• [Extract provided]
----------------

What are the input/output token limits for Claude Sonnet via the Vertex Model Garden?

In the Vertex Model Garden, Anthropic Claude Sonnet 3.5 is now available: Google Cloud console

What are the input/output token limits? Where do I even find that information?

1 Like

Hi @Ron_Parker,

The official documentation of Claude Sonnet 3.5 is here: Models - Anthropic and they have all rate limits mentioned.

Also Google Doc for using Partner Models: Partner-Models/Claude

Thanks

1 Like

From Welcome to Claude - Anthropic

Max output 8192 tokens1

  1. 8192 output tokens is in beta and requires the header anthropic-beta: max-tokens-3-5-sonnet-2024-07-15. If the header is not specified, the limit is 4096 tokens.

I read somewhere there was a feature request to modify headers in the AnthropicVertex request.

Can I get some sort of follow up from Google?

Actually, I realized that I needed to post the issue here:

In the Google Cloud Platform - Vertex AI GitHub.

But, doesn’t look like anyone responds there.

After extensive online searches, I did find two ways advertised to modify the headers to increase the maximum output tokens:

    client = AnthropicVertex(
        region=LOCATION,
        project_id=project_id,
		# https://github.com/anthropics/anthropic-sdk-python?tab=readme-ov-file#default-headers
		default_headers={"anthropic-beta": "max-tokens-3-5-sonnet-2024-07-15"} # Custom headers here
    )

And also:

x.com

    message = client.messages.create(
        max_tokens=max_tokens,
        messages=[
            {
                "role": "user",
                "content": content,
            }
        ],
        model="claude-3-5-sonnet@20240620",
        # https://x.com/alexalbert__/status/1812921642143900036
		extra_headers={"anthropic-beta": "max-tokens-3-5-sonnet-2024-07-15"}  # Custom headers here
    )

But neither way appears to work in the AnthropicVertex SDK:

Error code: 400 - {‘type’: ‘error’, ‘error’: {‘type’: ‘invalid_request_error’, ‘message’: ‘max_tokens: 8192 > 4096, which is the maximum allowed number of output tokens for claude-3-5-sonnet-20240620’}}

----------------

[Referring expression data]
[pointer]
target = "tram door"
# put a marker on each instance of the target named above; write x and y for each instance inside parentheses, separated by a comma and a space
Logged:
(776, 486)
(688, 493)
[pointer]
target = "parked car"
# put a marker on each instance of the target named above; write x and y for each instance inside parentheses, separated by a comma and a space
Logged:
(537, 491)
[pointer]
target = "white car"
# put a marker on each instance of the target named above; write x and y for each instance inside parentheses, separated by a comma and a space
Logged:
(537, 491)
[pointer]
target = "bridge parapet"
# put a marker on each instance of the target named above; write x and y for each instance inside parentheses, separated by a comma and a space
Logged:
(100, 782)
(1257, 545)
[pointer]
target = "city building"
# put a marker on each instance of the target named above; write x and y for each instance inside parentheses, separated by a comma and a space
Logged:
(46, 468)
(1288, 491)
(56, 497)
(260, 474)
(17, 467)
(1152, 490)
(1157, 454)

----------------

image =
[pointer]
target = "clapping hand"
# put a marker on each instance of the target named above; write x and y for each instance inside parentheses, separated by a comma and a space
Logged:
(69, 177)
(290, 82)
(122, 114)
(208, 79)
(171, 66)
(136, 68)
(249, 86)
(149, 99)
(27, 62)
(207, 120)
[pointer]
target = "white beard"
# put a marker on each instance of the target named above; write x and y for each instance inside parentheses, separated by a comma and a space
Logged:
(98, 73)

----------------

Can you reproduce the forum thread starting at "From Welcome to" and ending at "the AnthropicVertex request.", changing "feature request" to "bug report"? Rely on the forum thread alone.

From Welcome to Claude - Anthropic

Max output 8192 tokens1

  1. 8192 output tokens is in beta and requires the header anthropic-beta: max-tokens-3-5-sonnet-2024-07-15. If the header is not specified, the limit is 4096 tokens.

I read somewhere there was a bug report to modify headers in the AnthropicVertex request.